TEKS BACAAN:

****************

Riwayat Raja Bone (3): La Saliyu Karempalua
MASIH bayi sudah menjadi raja negeri besar. Inilah yang terjadi pada
diri Karempalua karena sudah menjadi ketetapan pamannya, Raja Bone II La
Ummase’. Dalam Lontaraq Akkarungeng ri Bone disebutkan bahwa La Saliyu
Karempalua (1424 – 1496) adalah Arumpone (Raja Bone) yang menggantikan
pamannya, La Ummase’. Kedudukannya ini diterima dari pamannya sejak
berusia satu malam (masih bayi). Kalau ada sesuatu yang akan diputuskan
maka To Suwalle yang memangkunya menjadi juru bicaranya. Kemudian yang
bertindak selaku Makkedangen Tana (Perdana Menteri) adalah To Sulewakka.
Ketika memasuki usia dewasa, barulah La Saliyu Karampelua mengunjungi
orang tuanya di Palakka. Sesampainya di Palakka, kedua orang tuanya
sangat gembira dan diberikanlah pusakanya yang menjadi miliknya, juga
Pasar Palakka. Sejak itu orang Palakka tidak lagi berpasar di Palakka
tapi pindah ke Bone. La Saliyu Karampelua dikenal sangat mencintai dan
menghormati kedua orang tuanya. Ata’ alena (hamba sendirinya)
dikeluarkan dari Saoraja (istana) dan ditempatkan di Panyula. Sementara
hamba yang didapatkan setelah menjadi Arumpone di tempatkan di Limpenno.
Orang Panyula dan orang Limpennolah yang mempersembahkan ikan. Dia pula
yang menjadi pendayung perahunya dan pengusungnya jika Arumpone ini
bepergian jauh.
La Saliyu Karampelua sangat dicintai oleh rakyatnya
karena memiliki sifat - sifat rajin, jujur, cerdas, adil dan bijaksana.
Ia juga dikenal pemberani dan tidak pernah gentar menghadapi musuh.
Konon sejak masih bayi tidak pernah terkejut bila mendengarkan suara -
suara besar dan aneh. Arumpone ini dikawinkan orang tuanya dengan
sepupunya yang bernama We Tenri Roppo, ana’ pattola (putri mahkota)

****************

SOAL LATIHAN:
[A] Apakah tiap pernyataan ini sesuai dengan teks bacaan? Jawab ya atau tidak dan kutip kata-kata teks yang menentukannya. (i) La Saliyu Karempalua menerima kedudukannya dari pamannya sejak masih bayi. (ii) To Sulewakka menjadi juru bicara raja. (iii) Hamba yang didapatkan setelah menjadi Arumpone ditempatkan di Panyula.
[B] Menurut teks bacaan, sifat apa saja yang membuat La Saliyu Karampelua sangat dicintai rakyatnya? Sebutkan semuanya.
[C] Lanjutkan riwayat La Saliyu Karempalua dalam teks bacaan dari bagian terakhirnya.
Entri berikut tidak ada hubungannya dengan teks bacaan.

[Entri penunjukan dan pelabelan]

****************

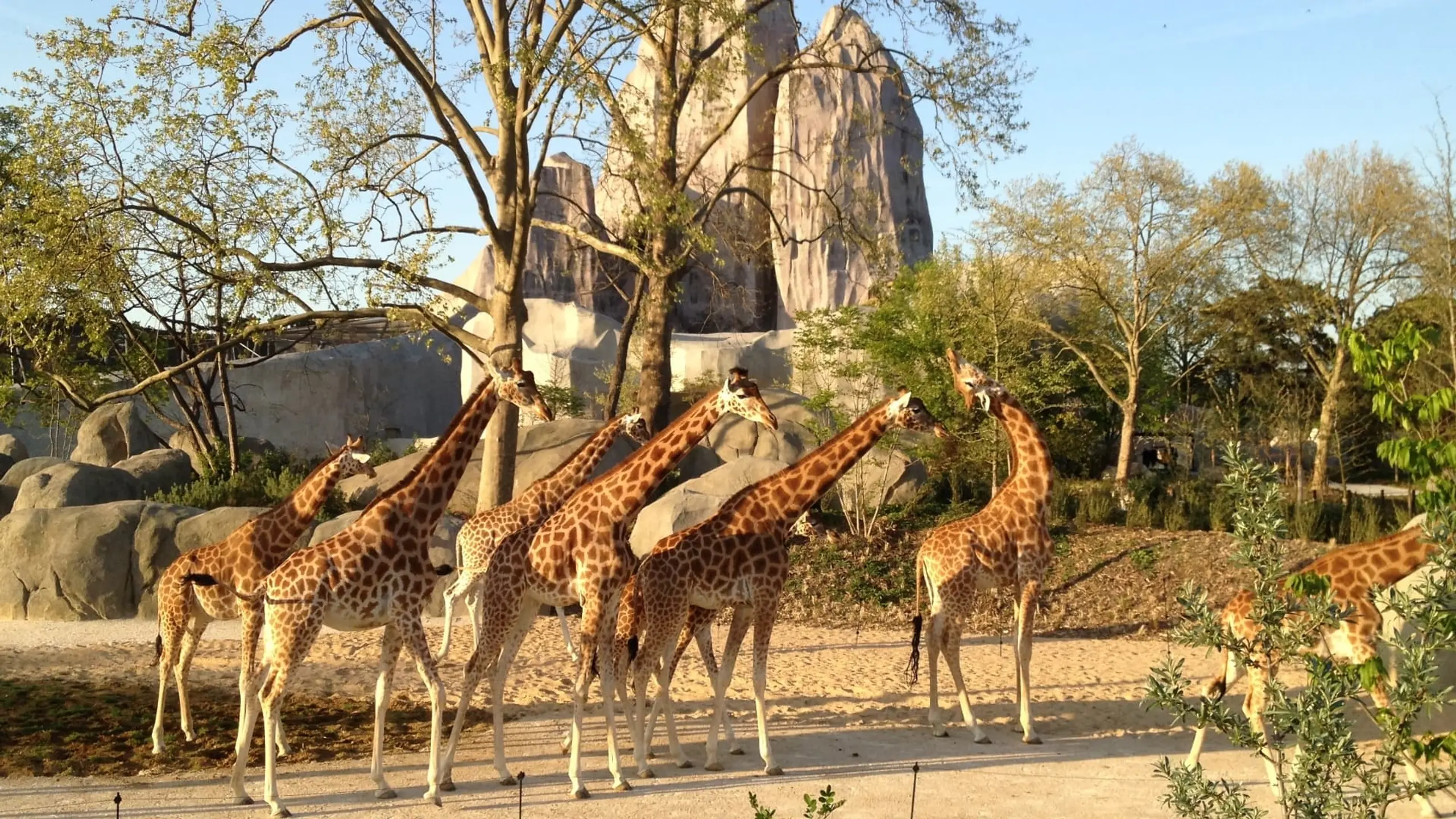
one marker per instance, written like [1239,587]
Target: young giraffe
[698,628]
[1353,572]
[375,573]
[484,532]
[1004,544]
[242,560]
[583,554]
[739,559]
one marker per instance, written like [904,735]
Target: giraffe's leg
[1025,620]
[1254,710]
[289,649]
[736,631]
[565,636]
[412,631]
[951,646]
[171,630]
[606,636]
[190,639]
[934,643]
[389,647]
[765,614]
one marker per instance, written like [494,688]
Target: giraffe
[1353,572]
[241,560]
[485,531]
[1004,544]
[583,554]
[375,573]
[739,559]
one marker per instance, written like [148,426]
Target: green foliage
[261,480]
[813,808]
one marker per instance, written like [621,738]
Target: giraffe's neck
[792,490]
[415,504]
[554,490]
[1413,548]
[630,483]
[1031,458]
[290,519]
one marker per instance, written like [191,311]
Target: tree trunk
[498,451]
[1327,421]
[1124,448]
[656,385]
[619,366]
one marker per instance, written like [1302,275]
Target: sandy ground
[841,714]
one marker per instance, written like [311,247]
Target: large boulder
[111,433]
[76,484]
[852,152]
[441,550]
[85,563]
[14,449]
[159,470]
[16,475]
[696,500]
[734,436]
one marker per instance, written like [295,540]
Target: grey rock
[854,138]
[696,500]
[14,448]
[15,475]
[111,433]
[158,470]
[84,563]
[76,484]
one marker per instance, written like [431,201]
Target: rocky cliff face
[836,155]
[846,181]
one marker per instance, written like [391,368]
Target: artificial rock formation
[852,151]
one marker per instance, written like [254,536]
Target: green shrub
[1097,504]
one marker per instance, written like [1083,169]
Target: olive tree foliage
[1127,251]
[1347,222]
[702,76]
[248,159]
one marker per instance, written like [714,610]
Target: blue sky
[1260,81]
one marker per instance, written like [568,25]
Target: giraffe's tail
[918,623]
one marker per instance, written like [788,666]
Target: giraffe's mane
[430,455]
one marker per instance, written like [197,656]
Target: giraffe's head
[518,385]
[634,426]
[973,384]
[909,413]
[740,395]
[351,461]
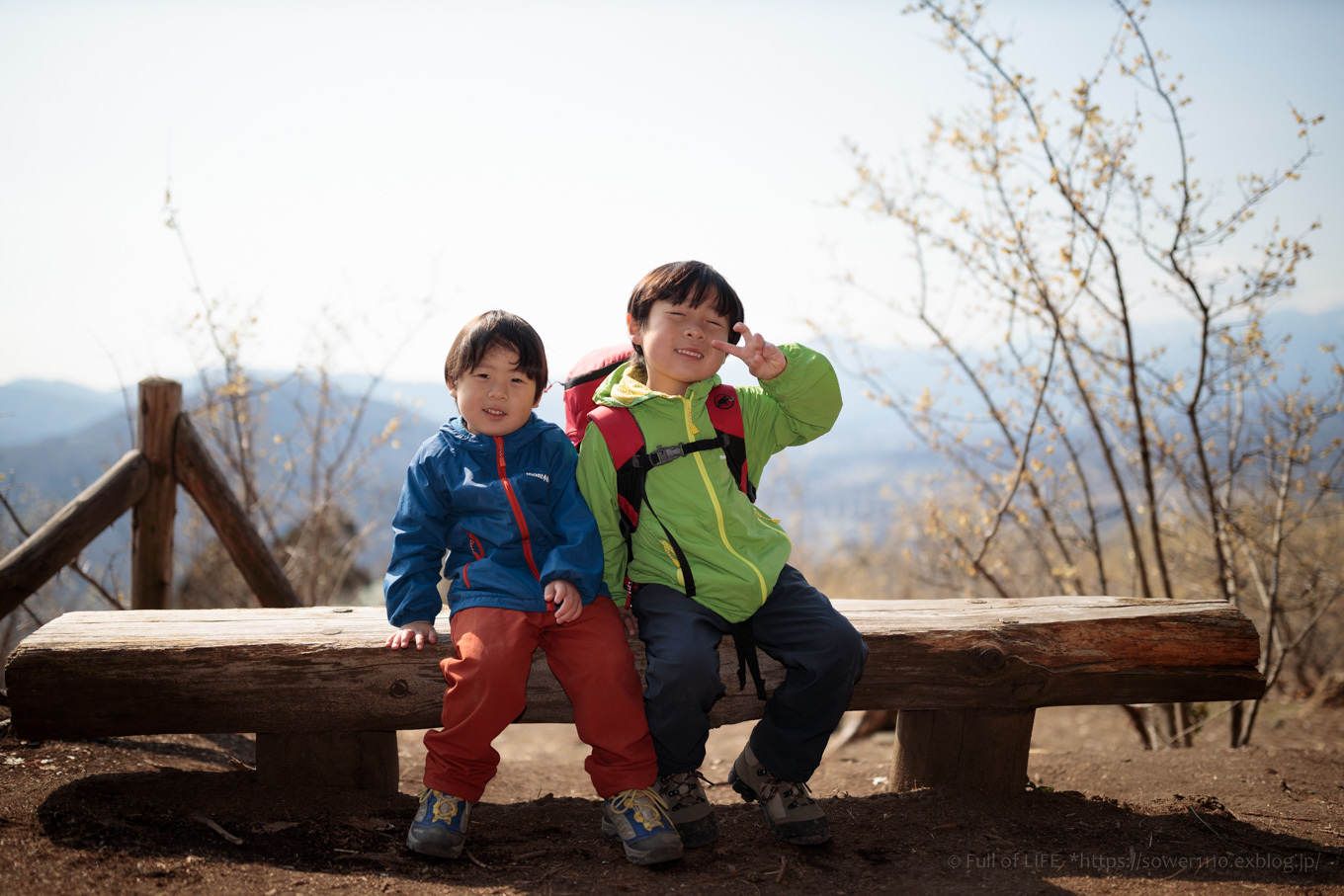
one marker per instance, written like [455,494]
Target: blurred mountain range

****************

JAWABAN LATIHAN:
[A]
(i) Ya: "Kedudukannya ini diterima dari pamannya sejak berusia satu malam (masih bayi)."
(ii) Tidak: "Kalau ada sesuatu yang akan diputuskan maka To Suwalle yang memangkunya menjadi juru bicaranya."
(iii) Tidak: "Sementara hamba yang didapatkan setelah menjadi Arumpone di tempatkan di Limpenno."

[B] Rajin, jujur, cerdas, adil, dan bijaksana.

[C]
Arung Paccing. Dari perkawinan itu lahirlah We Banrigau Daeng Marowa dan
We Pattana Daeng Mabela MakkaleppiE Arung Majang. Oleh Arumpone Petta
Karempalua, sebagian orang Bukaka dibawa ke Majang untuk menjadi rakyat
MakkaleppiE yang kemudian mendirikan Sao LampeE ri Bone, yang diberinya
nama Lawelareng. Sehingga digelari pula MakkaleppiE – Massao LampeE
Lawelareng atau Puatta Lawelareng.
Raja Bone III ini melanjutkan
kegiatan ekspansi yang telah dirintis pendahulunya, bahkan lebih besar
dan berhasil menduduki kerajaan – kerajaan kecil, seperti :
Pallengoreng, Sinri, Melle, Sancereng, Cirowali, Apala, Bakke, Atta
Salo, Soga, Lampoko, Lemoape, Parippung, Lompu, Limampanua Rilau Ale,
Babauwae, Barebbo, Pattiro, Cinennung, Ureng, Pasempe, Kaju, Ponre, dan
Aserabate Riawang Ale.
Data tersebut menunjukkan bahwa Bone pada
masa itu telah menguasai wilayah yang cukup luas (menurut ukuran pada
masa itu), sehingga organisasi pemerintahan perlu pula ditingkatkan.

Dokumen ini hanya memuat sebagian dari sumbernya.